> Given task A: Reproduce word for word the passage of the article on the East Third Street tenants from "Everybody Out?" up to and including "renew their leases.".
> Given task B: In the rows, take the lines from the one containing "the wooden crate." up to and including the final row, and change "face mask" to "face covering" while leaving all else unchanged. Return only those lines.
[START Text segment]
Everybody Out?
Tenants of a rent-stabilized building at 47-49 East Third Street in the East Village; the building's tenants are fighting a decision by their landlords, Alistair and Catherine Economakis, not to renew their leases.
By DENNIS HEVESI
Published: June 26, 2005
NEARLY two years ago, Alistair and Catherine Economakis became the owners of a six-story tenement building at 47-49 East Third Street, between First and Second Avenues, in the East Village. The building has 15 apartments, with tenants paying rents of $500 to $950 a month.
Within weeks, the Economakises began notifying tenants that their leases would not be renewed, even though the apartments were rent stabilized, because the couple planned to live in the building with their infant son and take over all 11,600 square feet.
The notices said the new owners planned to renovate the building, which has a total of 60 rooms, to create five bedrooms, six bathrooms, a den, a playroom, a gym, a library, a study area, a dining room, a kitchen and a living room.
Under the law, landlords have the right to terminate the leases of rent-stabilized tenants if they plan to use the space for themselves. They must notify the tenants at least four months before their leases expire.
"It needs to be remembered that an owner owns his or her building and has a constitutional right to reside in that property," said Sherwin Belkin, a landlord lawyer in Manhattan. "A tenant, on the other hand, has a privilege to occupy. And rights are superior to privilege."
The tenants at 47-49 East Third Street are fighting hard against being evicted. "We were absolutely stunned when we got the first nonrenewal notice," said Ursula Kinzel, the president of the tenants association. "It was totally unbelievable that someone would get a 15-unit, rent-stabilized building in order to turn it into a private home. The natural thing would be to just go out and buy a house."
In November, four tenants in the East Third Street building who have not yet received nonrenewal notices filed suit in State Supreme Court in Manhattan, asserting that the Economakis plan violates the rent-stabilization law on the ground that the law never contemplated an owner taking over an entire building for personal use.
"The idea," said Stephen Dobkin, the lawyer for the tenants association, "is to prevent the landlord from starting proceedings against these tenants while the judge decides whether it is legal for a landlord to try to get an entire tenement building for his own use." Acting State Supreme Court Justice Paul G. Feinman has not yet ruled in the case brought by the four tenants.
Tenant lawyers say they have seen increasing numbers of such cases as neighborhoods gentrify. But there is no way to determine if there has been an upsurge because no government agency monitors how many are filed or whether the owner or a family member actually occupies the apartment or apartments. State Supreme Court Justice Fern A. Fisher, the administrative judge for the city's Civil Court, which includes Housing Court, said the system's computers are not programmed to specify owner-occupancy cases.
The rent-stabilization law does state that an owner can claim one or more apartments for his or her personal use. "I don't believe the law is vague," said Todd Rose, the lawyer for the Economakises. "It says that the standard for recovering all the apartments in a building is the same standard employed by the courts if a landlord is going to seek only one apartment - the landlord must prove that he has a good faith intention to live in the apartments."
[END Text segment]
[START Dataset excerpts]
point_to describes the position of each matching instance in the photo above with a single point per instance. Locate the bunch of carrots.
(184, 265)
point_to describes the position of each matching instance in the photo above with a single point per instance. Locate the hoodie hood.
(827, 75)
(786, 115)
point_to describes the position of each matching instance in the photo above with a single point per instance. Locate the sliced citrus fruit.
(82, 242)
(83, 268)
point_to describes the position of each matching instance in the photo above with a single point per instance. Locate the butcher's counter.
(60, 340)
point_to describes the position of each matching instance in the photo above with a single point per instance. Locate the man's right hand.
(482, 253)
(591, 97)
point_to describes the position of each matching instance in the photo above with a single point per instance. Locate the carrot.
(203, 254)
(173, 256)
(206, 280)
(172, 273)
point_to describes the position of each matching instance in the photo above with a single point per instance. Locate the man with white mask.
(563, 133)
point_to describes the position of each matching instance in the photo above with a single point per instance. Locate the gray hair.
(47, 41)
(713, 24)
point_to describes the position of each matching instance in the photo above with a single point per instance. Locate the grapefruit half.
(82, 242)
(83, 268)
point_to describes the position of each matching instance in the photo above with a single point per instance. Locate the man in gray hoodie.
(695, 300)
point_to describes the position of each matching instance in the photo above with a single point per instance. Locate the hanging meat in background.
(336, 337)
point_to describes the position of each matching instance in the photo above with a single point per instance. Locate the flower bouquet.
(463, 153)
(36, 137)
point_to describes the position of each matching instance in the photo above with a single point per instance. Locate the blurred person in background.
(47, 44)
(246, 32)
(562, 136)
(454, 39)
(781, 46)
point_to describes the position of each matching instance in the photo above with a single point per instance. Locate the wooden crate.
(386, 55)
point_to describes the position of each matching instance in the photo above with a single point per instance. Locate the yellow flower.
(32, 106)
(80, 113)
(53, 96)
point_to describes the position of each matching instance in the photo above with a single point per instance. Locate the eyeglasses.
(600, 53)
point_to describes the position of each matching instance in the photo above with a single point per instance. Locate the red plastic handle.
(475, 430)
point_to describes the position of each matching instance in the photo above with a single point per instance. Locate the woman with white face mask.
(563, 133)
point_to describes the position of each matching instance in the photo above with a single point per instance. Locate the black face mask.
[END Dataset excerpts]
> Reply A:
Everybody Out?
Tenants of a rent-stabilized building at 47-49 East Third Street in the East Village; the building's tenants are fighting a decision by their landlords, Alistair and Catherine Economakis, not to renew their leases.

> Reply B:
point_to describes the position of each matching instance in the photo above with a single point per instance. Locate the wooden crate.
(386, 55)
point_to describes the position of each matching instance in the photo above with a single point per instance. Locate the yellow flower.
(32, 106)
(80, 113)
(53, 96)
point_to describes the position of each matching instance in the photo above with a single point per instance. Locate the eyeglasses.
(600, 53)
point_to describes the position of each matching instance in the photo above with a single point per instance. Locate the red plastic handle.
(475, 430)
point_to describes the position of each matching instance in the photo above with a single point per instance. Locate the woman with white face covering.
(563, 133)
point_to describes the position of each matching instance in the photo above with a single point per instance. Locate the black face covering.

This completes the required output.